Task — Extract the listing in its entirety, keeping each line identical to the original.

* Begin *

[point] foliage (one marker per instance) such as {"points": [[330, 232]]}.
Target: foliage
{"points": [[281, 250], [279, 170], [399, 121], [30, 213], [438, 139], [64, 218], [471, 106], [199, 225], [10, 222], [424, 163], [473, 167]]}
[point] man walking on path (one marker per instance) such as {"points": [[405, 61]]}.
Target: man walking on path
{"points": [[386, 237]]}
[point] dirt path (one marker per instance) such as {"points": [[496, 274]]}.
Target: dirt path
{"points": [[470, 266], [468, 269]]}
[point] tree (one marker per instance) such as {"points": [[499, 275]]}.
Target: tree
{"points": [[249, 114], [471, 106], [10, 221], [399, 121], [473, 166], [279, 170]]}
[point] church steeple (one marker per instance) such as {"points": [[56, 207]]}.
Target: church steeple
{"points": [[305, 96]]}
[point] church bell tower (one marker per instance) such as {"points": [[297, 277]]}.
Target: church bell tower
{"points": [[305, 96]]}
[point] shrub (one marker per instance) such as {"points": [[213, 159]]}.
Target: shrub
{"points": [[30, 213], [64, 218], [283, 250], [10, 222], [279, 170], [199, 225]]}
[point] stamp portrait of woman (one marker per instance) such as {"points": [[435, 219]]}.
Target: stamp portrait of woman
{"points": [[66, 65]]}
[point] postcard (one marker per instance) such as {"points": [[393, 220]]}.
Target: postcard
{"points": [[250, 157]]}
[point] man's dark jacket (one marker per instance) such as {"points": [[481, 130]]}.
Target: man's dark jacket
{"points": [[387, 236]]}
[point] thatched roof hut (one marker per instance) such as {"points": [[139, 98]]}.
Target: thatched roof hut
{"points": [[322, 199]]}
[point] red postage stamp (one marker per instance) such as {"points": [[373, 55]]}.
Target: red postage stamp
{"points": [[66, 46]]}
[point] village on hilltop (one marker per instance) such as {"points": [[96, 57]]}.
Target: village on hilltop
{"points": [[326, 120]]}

* End *

Result of this task —
[point] foliage (one marker per instance) such as {"points": [[330, 232]]}.
Target: foliage
{"points": [[281, 250], [279, 170], [399, 121], [30, 213], [438, 139], [64, 218], [471, 106], [199, 225], [10, 222], [424, 163], [473, 167]]}
[point] man walking on path (one marker per instance) such as {"points": [[405, 61]]}.
Target: man walking on path
{"points": [[386, 237]]}
[point] dirt path (one marker per instance) such as {"points": [[496, 274]]}.
Target: dirt path
{"points": [[470, 266], [468, 269]]}
[point] tree (one marker per instance) such as {"points": [[499, 275]]}.
Target: tree
{"points": [[249, 114], [471, 106], [10, 221], [399, 121], [473, 166], [279, 170]]}
[point] church steeple (one marker per instance) such as {"points": [[56, 207]]}.
Target: church steeple
{"points": [[305, 96]]}
[point] church bell tower (one marker per instance) such as {"points": [[297, 277]]}.
Target: church bell tower
{"points": [[305, 96]]}
[point] shrub (one marker per instance) such as {"points": [[213, 159]]}.
Target: shrub
{"points": [[30, 213], [64, 218], [283, 250], [10, 222], [279, 170], [199, 225]]}
[point] stamp portrait of woman (one marker per instance) such as {"points": [[435, 219]]}.
Target: stamp portrait of woman
{"points": [[66, 65]]}
[point] postcard (one marker per instance) such as {"points": [[393, 220]]}.
Target: postcard
{"points": [[250, 157]]}
[point] man's dark jacket (one marker per instance) such as {"points": [[481, 130]]}.
Target: man's dark jacket
{"points": [[387, 236]]}
[point] thatched roof hut (one marker per instance) such as {"points": [[139, 98]]}.
Target: thatched roof hut
{"points": [[322, 199]]}
[point] red postage stamp (one marker per instance) such as {"points": [[373, 55]]}.
Target: red postage stamp
{"points": [[66, 46]]}
[point] village on hilltop (one marker per instance) such as {"points": [[96, 57]]}.
Target: village on hilltop
{"points": [[326, 120]]}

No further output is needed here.